2 Experimental procedure

Commercially available Inconel 625 and AISI 316L were used in this study. The dimensions of these plates were 100 × 30 × 1 mm. The chemical compositions of the base metals are listed in Tables 1 and 2. Experiments were carried out with a CW–Nd:YAG Laser, with a maximum power of 4 kW. The laser beam was delivered through a 400 mm optical fiber. The laser beam operates on a Gaussian mode (K > 0.9) at a wavelength of 10.9 µm. Metallographic and SEM images were taken and copper sulfate resolved in hydrochloric acid used for etching of welded materials.

Table 1 Chemical composition of Inconel 625

Table 2 Chemical composition of stainless steel 316 l

3 Finite element model

The standard finite element software ABAQUS/CAE was employed for simulating the temperature distribution in the base metals during the pulsed Nd:YAG laser welding process. One of the special features of this software is the ability to consider the temperature-dependent material properties for the workpiece. Consequently, the temperature dependency of workpiece material properties was taken into account in the simulation stage. This consideration increases the compatibility of predicted values with the experimental observation. The latent heat of melting, considered as one of the major features of the workpiece, was considered in the numerical analysis due to the crucial effect on the result of the simulation. However, when the applied heat flux is based on the specific absorption coefficients in each material, the created keyhole will be closer to the true state. In this paper to define the heat flux distribution, we used the Goldak’s double ellipsoid with such constant parameters that converts this model into the parabolic shape with constant parameters and welding simulation conditions that is measured experimentally in welding speed 10 mm/s (as shown in Table 3). The numerical analyses were performed using a 10-node quadratic heat transfer tetrahedron (DC3D10) mesh with the global size of 13 Rm. Approximately 95,000 elements have been generated in the sample. One of the most important factors for determining the final microstructure of welded material is the thermal history of the material.

Table 3 Finite element simulation condition and constant parameter measured experimentally

3.1 Computation of theoretical laser beam efficiencies using energy balancing

The formation of keyhole is an important factor that affects the efficiency of the laser beam welding. The keyhole will be formed after overcoming a threshold level (r _s) that it can be defined as function of material vaporization temperature (T _V), the thermal conductivity (K), and the absorptivity at normal incidence (A), as follows:

$$r_{\text{s}} \propto \frac{{T_{\text{V}} K}}{A} .$$

(1)

#### Exercise requirements
Write the next paragraph of the laser welding passage, picking up after equation (1).

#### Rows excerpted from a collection

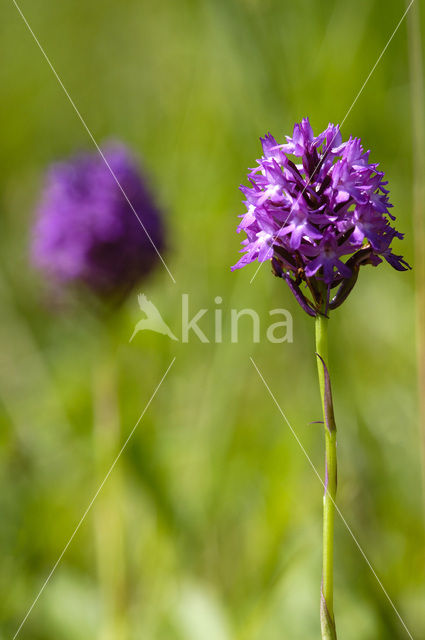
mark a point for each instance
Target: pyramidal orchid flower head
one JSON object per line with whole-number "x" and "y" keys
{"x": 318, "y": 210}
{"x": 86, "y": 232}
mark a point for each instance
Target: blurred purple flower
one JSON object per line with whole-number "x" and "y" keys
{"x": 85, "y": 231}
{"x": 305, "y": 215}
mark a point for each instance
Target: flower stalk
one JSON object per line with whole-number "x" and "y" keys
{"x": 327, "y": 619}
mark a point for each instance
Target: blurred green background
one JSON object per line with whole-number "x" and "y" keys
{"x": 209, "y": 527}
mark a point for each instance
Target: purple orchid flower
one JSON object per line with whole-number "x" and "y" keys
{"x": 306, "y": 214}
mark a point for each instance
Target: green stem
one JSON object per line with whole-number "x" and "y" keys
{"x": 326, "y": 605}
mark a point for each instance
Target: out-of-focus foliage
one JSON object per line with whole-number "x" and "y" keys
{"x": 212, "y": 516}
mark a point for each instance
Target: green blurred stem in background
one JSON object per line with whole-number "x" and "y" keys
{"x": 326, "y": 601}
{"x": 109, "y": 509}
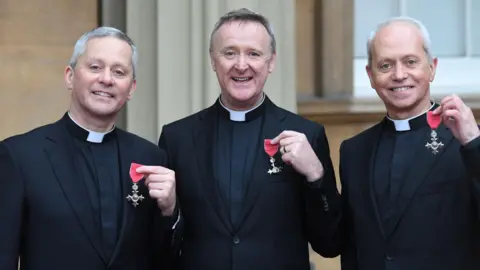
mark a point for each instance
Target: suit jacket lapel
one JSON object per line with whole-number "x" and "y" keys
{"x": 425, "y": 160}
{"x": 59, "y": 151}
{"x": 271, "y": 127}
{"x": 125, "y": 148}
{"x": 204, "y": 138}
{"x": 371, "y": 148}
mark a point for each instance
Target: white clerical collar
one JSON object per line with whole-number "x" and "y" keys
{"x": 404, "y": 124}
{"x": 93, "y": 136}
{"x": 240, "y": 116}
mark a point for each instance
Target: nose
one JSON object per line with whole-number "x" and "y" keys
{"x": 399, "y": 73}
{"x": 241, "y": 63}
{"x": 106, "y": 77}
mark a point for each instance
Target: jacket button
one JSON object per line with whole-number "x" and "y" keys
{"x": 236, "y": 240}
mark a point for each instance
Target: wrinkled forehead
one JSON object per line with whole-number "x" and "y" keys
{"x": 108, "y": 49}
{"x": 240, "y": 34}
{"x": 396, "y": 40}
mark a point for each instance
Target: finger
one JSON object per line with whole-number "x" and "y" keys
{"x": 159, "y": 178}
{"x": 451, "y": 114}
{"x": 450, "y": 105}
{"x": 289, "y": 140}
{"x": 447, "y": 99}
{"x": 289, "y": 148}
{"x": 284, "y": 134}
{"x": 153, "y": 170}
{"x": 438, "y": 110}
{"x": 159, "y": 185}
{"x": 287, "y": 158}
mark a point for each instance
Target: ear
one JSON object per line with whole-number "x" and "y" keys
{"x": 132, "y": 90}
{"x": 212, "y": 62}
{"x": 68, "y": 77}
{"x": 433, "y": 68}
{"x": 368, "y": 68}
{"x": 271, "y": 64}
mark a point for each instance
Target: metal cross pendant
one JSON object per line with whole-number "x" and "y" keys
{"x": 134, "y": 197}
{"x": 434, "y": 145}
{"x": 274, "y": 168}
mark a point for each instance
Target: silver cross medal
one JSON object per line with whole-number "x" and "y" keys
{"x": 434, "y": 121}
{"x": 271, "y": 150}
{"x": 433, "y": 144}
{"x": 134, "y": 197}
{"x": 274, "y": 168}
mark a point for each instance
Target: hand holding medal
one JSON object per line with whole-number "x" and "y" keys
{"x": 459, "y": 118}
{"x": 297, "y": 151}
{"x": 161, "y": 186}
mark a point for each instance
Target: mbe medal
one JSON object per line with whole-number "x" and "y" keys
{"x": 271, "y": 150}
{"x": 434, "y": 121}
{"x": 134, "y": 197}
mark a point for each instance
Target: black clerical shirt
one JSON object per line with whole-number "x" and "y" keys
{"x": 97, "y": 161}
{"x": 237, "y": 138}
{"x": 394, "y": 157}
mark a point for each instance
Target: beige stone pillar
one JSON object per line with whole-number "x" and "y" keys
{"x": 174, "y": 76}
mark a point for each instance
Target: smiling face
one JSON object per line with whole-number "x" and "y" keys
{"x": 242, "y": 59}
{"x": 400, "y": 70}
{"x": 102, "y": 80}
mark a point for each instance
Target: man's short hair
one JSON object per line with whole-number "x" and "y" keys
{"x": 100, "y": 32}
{"x": 423, "y": 31}
{"x": 245, "y": 15}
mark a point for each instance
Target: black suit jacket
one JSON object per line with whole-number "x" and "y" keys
{"x": 280, "y": 214}
{"x": 46, "y": 216}
{"x": 435, "y": 225}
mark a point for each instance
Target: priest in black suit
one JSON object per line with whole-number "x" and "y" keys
{"x": 411, "y": 188}
{"x": 66, "y": 195}
{"x": 247, "y": 203}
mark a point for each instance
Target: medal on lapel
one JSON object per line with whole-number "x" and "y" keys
{"x": 271, "y": 150}
{"x": 134, "y": 197}
{"x": 434, "y": 121}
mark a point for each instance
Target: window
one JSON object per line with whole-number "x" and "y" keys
{"x": 453, "y": 32}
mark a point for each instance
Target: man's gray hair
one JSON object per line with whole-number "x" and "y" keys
{"x": 100, "y": 32}
{"x": 423, "y": 31}
{"x": 245, "y": 15}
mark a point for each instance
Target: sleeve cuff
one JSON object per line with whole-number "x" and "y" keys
{"x": 317, "y": 184}
{"x": 172, "y": 221}
{"x": 471, "y": 156}
{"x": 473, "y": 144}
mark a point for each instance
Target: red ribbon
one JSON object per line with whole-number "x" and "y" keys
{"x": 133, "y": 172}
{"x": 270, "y": 149}
{"x": 433, "y": 120}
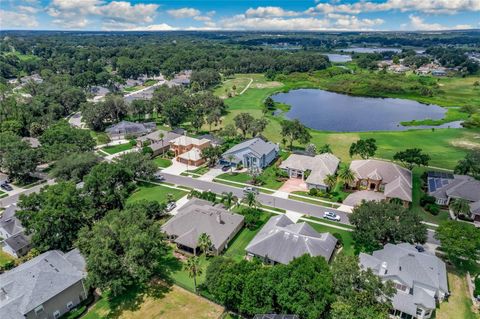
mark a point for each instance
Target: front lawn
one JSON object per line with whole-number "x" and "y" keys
{"x": 166, "y": 303}
{"x": 162, "y": 162}
{"x": 114, "y": 149}
{"x": 155, "y": 192}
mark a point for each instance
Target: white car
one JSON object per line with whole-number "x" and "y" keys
{"x": 331, "y": 216}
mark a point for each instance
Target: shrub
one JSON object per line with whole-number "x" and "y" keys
{"x": 432, "y": 209}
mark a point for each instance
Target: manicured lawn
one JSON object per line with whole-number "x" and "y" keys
{"x": 154, "y": 192}
{"x": 459, "y": 304}
{"x": 4, "y": 258}
{"x": 171, "y": 303}
{"x": 114, "y": 149}
{"x": 162, "y": 162}
{"x": 236, "y": 249}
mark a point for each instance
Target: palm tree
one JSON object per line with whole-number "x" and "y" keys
{"x": 251, "y": 200}
{"x": 230, "y": 158}
{"x": 460, "y": 206}
{"x": 192, "y": 266}
{"x": 330, "y": 180}
{"x": 228, "y": 198}
{"x": 204, "y": 243}
{"x": 347, "y": 175}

#### Result
As shown in the schematic diagram in Fig. 1 for steady state, before the laser beam reaches for the keyhole wall, it would have lost some of its energy due to absorption by a plasma plume (P _plume), and part of laser power will be lost due to reflection from the material surface P _ref, and therefore the laser beam power can be defined by the following formula:

Fig. 1

Schematic diagrams showing the power balancing during keyhole laser welding

Fig. 2

Geometrical analysis for multiple reflections inside the keyhole

$$P_{\text{effected power}} = P - P_{\text{ref}} - P_{\text{plume}} .$$

(2)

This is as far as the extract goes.